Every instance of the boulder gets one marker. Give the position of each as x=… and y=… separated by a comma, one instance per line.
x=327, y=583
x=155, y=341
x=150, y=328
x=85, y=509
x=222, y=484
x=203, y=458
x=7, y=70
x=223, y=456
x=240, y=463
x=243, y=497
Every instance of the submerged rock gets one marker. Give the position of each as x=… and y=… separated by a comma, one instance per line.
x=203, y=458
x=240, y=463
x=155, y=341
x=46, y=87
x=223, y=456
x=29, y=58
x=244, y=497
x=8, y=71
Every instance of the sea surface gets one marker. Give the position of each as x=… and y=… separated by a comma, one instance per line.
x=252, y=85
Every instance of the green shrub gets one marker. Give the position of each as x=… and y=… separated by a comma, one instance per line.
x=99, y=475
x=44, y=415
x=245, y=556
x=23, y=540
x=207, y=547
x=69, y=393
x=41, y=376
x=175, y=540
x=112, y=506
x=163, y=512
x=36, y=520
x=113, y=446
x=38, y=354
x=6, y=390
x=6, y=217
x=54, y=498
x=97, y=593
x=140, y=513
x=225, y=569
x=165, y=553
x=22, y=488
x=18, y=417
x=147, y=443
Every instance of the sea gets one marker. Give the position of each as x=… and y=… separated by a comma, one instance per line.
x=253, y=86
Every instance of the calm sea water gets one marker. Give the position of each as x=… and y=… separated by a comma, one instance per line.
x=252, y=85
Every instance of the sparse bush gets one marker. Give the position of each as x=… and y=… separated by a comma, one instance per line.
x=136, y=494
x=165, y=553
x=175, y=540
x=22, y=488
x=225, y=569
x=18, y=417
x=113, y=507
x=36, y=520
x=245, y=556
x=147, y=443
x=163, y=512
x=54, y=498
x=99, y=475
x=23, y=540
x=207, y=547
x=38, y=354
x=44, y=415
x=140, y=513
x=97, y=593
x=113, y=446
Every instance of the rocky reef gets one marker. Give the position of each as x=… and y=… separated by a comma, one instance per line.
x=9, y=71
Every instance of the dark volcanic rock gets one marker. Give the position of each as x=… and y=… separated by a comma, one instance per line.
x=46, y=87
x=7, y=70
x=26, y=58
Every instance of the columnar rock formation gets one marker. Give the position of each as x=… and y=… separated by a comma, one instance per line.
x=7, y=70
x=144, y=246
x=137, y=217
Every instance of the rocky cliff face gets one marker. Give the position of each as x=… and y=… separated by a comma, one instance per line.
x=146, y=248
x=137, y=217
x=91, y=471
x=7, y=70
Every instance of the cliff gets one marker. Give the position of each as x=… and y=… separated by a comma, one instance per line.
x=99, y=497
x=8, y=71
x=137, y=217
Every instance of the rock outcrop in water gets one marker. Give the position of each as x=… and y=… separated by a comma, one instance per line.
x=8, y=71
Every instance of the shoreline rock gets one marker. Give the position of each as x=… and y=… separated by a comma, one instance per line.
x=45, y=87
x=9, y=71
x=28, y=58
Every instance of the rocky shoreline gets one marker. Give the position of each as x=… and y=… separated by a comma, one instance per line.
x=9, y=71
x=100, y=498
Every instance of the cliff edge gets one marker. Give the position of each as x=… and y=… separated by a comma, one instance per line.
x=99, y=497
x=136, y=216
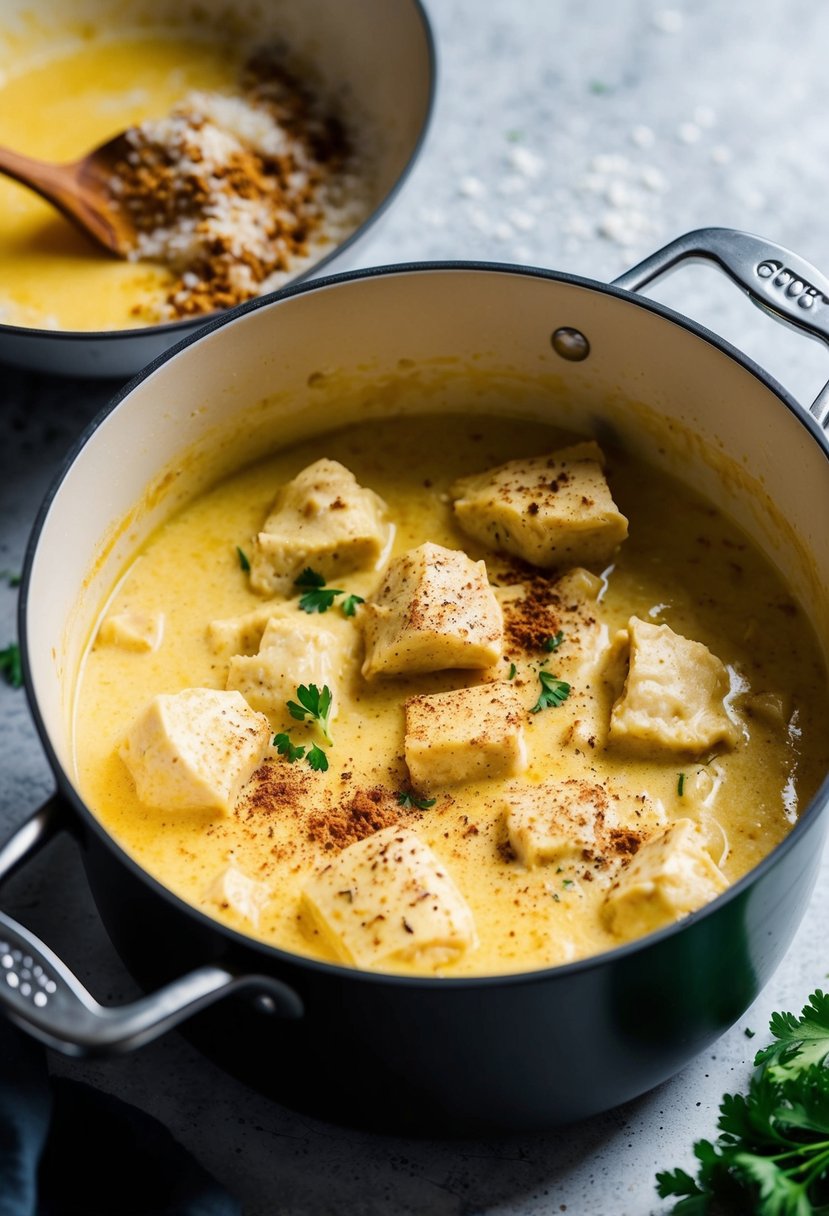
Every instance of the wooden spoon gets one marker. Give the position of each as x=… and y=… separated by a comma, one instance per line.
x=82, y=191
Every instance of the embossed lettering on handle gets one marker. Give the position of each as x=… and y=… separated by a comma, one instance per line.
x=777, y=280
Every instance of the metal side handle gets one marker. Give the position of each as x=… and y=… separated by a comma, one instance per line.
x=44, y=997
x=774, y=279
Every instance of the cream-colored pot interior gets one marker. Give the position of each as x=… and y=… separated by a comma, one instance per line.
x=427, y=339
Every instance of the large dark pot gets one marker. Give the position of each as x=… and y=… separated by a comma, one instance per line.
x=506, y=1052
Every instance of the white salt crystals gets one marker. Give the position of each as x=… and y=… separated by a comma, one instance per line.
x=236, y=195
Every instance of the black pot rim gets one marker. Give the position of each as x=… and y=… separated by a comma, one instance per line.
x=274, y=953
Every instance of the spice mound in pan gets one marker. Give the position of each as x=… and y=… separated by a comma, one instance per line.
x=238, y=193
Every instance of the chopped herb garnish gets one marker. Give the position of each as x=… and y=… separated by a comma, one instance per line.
---
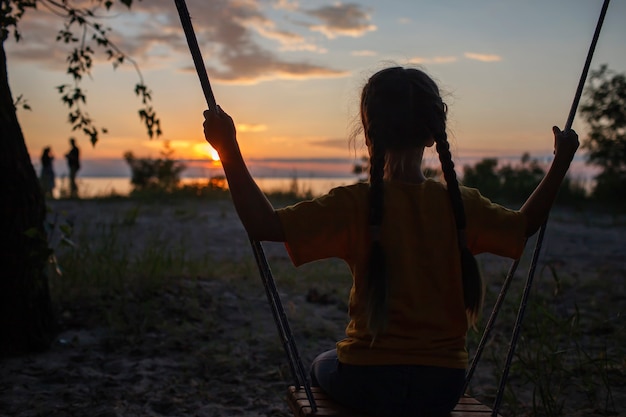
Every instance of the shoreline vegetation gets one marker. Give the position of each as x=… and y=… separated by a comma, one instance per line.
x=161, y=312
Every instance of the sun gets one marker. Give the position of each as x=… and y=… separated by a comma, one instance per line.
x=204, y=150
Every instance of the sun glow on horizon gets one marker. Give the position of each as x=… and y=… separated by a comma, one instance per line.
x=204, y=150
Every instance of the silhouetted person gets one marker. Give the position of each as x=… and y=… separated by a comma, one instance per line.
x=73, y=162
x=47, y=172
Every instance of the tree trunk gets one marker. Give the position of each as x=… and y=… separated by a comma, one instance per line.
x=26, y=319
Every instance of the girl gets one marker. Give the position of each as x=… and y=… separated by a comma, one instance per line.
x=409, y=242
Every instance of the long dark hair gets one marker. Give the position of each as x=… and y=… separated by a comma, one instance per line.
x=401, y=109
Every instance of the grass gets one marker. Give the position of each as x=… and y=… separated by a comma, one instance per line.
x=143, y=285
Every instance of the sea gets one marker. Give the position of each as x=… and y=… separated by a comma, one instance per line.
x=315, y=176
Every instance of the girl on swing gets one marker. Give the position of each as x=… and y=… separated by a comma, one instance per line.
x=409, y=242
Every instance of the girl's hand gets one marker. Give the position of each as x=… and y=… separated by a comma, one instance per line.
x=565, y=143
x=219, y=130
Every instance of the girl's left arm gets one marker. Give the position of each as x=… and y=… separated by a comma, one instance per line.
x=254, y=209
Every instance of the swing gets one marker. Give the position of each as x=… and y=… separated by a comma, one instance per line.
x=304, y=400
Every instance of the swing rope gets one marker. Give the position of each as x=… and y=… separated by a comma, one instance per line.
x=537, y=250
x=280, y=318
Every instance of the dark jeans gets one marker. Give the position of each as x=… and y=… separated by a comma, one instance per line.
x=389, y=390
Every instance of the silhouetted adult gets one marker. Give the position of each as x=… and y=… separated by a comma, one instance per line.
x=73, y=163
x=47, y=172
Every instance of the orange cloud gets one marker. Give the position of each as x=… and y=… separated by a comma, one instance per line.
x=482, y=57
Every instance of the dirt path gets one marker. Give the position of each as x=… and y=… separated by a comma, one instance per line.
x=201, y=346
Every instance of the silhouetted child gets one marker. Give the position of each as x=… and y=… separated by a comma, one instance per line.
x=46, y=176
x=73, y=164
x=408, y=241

PROBLEM TO SOLVE - Can you copy out, character for character, the records between the line holding "Every instance of the metal" and the line holding "x=238, y=193", inclusive?

EXERCISE ANSWER -
Every instance of the metal side handle gets one marker. Give the position of each as x=… and y=… separated by a comma, one instance per line.
x=44, y=997
x=774, y=279
Every instance of the cream-colored pot interior gets one marker. Give the position of each as x=… and y=… separated by a comma, one instance per line.
x=427, y=339
Every instance of the large dark pot gets one marker. Give the position of each as x=… and y=… separated by a comma, one instance per line.
x=506, y=1052
Every instance of the white salt crystals gets one marker. Give the position of each as x=… and y=… separated by a comma, one instance per line.
x=236, y=195
Every instance of the black pot rim gets one marker. Give the position of each as x=… and y=… separated by a comma, one instance per line.
x=274, y=953
Every instance of the spice mound in pan gets one marker. Give the position of each as x=… and y=… separated by a comma, one instance per line.
x=238, y=193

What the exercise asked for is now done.